Stated exercise
Reproduce the material below verbatim, keeping every line in its original order and form.
── Data extract ──
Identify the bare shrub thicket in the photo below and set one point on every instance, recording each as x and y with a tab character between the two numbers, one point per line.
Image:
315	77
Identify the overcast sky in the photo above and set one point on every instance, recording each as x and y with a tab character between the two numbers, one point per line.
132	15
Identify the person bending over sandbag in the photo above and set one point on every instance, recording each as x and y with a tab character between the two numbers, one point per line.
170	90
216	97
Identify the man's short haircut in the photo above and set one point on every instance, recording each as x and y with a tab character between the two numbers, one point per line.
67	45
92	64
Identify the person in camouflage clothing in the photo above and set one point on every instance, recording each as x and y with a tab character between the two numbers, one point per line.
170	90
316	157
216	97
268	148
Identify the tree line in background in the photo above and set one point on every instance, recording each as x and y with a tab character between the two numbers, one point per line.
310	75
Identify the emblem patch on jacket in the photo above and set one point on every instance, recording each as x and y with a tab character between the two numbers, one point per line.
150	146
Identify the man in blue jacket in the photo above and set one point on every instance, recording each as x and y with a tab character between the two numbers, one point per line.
───
Exercise solution
Identify the bare shrub thicket in the photo below and set one point on every instance, recording each as x and y with a tab character between the two numbers, one point per line.
Image:
315	77
Identify the overcast sky in the photo above and set one point on every instance, recording each as x and y with a tab character between the two numbers, one point per line.
132	15
Identify the person bending over sandbag in the photo above and set one point on every instance, recording each as x and y with a tab character between the two numbers, one point per line.
170	90
216	97
Identify the man's short haircut in the photo above and set one point on every instance, recording each as x and y with a tab character between the two numbers, one point per line.
67	45
92	64
Identify the person in camouflage clothing in the photo above and set one point on every instance, recording each as x and y with a tab character between the two numbers, one point per line.
170	90
316	157
216	97
268	148
Identify the tree line in background in the photo above and set one point on every instance, recording each as x and y with a tab character between the two numbers, one point per line.
310	75
Identify the emblem patch on jacket in the photo above and set one point on every instance, recording each as x and y with a tab character between the two numbers, one point per line.
150	146
Identify the man in blue jacket in the photo above and set one point on every instance, recording each as x and y with a tab character between the two numbers, one point per line.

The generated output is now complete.